Raw records:
########

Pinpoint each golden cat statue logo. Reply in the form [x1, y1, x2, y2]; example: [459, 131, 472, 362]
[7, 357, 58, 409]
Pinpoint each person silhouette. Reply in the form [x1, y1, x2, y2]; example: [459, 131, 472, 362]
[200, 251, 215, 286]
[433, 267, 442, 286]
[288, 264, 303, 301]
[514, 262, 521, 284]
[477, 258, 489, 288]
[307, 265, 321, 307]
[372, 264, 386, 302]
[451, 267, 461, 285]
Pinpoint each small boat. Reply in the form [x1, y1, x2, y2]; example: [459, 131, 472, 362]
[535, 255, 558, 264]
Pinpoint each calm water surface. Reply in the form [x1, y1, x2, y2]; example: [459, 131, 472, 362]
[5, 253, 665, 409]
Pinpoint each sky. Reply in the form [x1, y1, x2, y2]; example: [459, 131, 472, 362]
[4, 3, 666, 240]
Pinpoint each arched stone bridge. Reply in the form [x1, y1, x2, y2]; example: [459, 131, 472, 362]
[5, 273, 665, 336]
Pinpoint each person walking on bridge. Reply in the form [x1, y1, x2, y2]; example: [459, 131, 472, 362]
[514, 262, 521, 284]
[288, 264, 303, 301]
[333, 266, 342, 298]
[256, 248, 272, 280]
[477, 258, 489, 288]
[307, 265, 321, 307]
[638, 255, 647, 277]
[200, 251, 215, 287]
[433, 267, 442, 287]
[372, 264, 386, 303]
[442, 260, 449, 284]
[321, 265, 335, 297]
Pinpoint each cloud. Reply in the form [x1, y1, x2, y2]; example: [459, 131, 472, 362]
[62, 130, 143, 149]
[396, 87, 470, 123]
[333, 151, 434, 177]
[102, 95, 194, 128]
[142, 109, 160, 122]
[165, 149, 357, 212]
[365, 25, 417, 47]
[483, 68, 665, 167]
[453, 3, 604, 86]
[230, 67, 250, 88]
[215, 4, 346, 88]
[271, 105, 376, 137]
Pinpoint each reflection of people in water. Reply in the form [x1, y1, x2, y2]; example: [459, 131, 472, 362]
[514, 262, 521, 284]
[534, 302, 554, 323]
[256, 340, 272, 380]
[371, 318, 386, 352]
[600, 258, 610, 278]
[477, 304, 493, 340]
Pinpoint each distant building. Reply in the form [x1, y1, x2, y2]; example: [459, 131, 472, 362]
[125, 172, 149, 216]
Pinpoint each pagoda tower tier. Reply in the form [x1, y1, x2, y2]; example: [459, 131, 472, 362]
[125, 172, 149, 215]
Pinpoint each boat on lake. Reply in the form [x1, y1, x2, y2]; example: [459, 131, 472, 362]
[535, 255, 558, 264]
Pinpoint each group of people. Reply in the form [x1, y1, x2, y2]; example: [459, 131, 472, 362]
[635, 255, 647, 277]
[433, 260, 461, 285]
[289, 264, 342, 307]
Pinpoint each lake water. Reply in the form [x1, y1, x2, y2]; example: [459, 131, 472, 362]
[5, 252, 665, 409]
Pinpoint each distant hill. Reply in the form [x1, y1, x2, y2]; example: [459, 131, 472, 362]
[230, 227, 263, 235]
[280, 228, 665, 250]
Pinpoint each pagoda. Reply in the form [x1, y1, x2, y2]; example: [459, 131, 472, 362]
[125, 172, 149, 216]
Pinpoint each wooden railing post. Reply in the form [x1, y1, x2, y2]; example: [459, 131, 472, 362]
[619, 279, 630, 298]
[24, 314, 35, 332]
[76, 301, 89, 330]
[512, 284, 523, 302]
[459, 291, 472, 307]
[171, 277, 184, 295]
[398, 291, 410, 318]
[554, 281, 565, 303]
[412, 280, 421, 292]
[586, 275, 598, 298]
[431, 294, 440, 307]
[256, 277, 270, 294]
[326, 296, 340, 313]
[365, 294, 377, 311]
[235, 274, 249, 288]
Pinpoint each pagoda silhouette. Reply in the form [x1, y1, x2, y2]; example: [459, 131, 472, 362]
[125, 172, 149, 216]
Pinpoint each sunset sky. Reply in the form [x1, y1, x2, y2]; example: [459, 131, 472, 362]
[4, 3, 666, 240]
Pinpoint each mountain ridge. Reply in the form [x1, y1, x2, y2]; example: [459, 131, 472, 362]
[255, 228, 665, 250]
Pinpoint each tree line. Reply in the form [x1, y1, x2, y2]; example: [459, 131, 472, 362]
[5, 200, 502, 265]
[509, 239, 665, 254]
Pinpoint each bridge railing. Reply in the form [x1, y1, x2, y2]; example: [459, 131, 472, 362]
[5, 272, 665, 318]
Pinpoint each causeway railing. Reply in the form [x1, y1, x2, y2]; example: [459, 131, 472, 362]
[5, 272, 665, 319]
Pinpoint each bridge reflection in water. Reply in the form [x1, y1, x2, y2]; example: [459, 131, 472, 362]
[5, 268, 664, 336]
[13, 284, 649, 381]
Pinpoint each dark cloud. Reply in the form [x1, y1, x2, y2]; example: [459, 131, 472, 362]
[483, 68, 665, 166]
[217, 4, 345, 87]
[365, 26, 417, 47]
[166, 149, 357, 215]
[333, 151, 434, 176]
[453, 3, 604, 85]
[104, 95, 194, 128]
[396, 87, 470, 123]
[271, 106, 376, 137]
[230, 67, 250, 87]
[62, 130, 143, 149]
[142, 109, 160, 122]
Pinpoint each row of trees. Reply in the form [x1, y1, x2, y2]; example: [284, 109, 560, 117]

########

To be done:
Can you copy, word for word, the stretch of the listing from the line containing "Pinpoint each bridge reflection" through the end of the listing?

Exercise response:
Pinpoint each bridge reflection in water. Reply in the form [x1, y1, x2, y2]; example: [459, 131, 472, 362]
[5, 268, 664, 336]
[13, 284, 649, 381]
Pinpoint each dark cloud. Reply in the form [x1, y1, x2, y2]; example: [459, 131, 472, 362]
[483, 68, 665, 166]
[217, 4, 345, 87]
[365, 26, 417, 47]
[166, 149, 357, 215]
[333, 151, 434, 176]
[453, 3, 604, 85]
[104, 95, 194, 128]
[396, 87, 470, 123]
[271, 106, 376, 137]
[230, 67, 250, 87]
[62, 130, 143, 149]
[142, 109, 160, 122]
Pinpoint each row of trees. Reply in the form [x1, y1, x2, y2]; example: [284, 109, 560, 117]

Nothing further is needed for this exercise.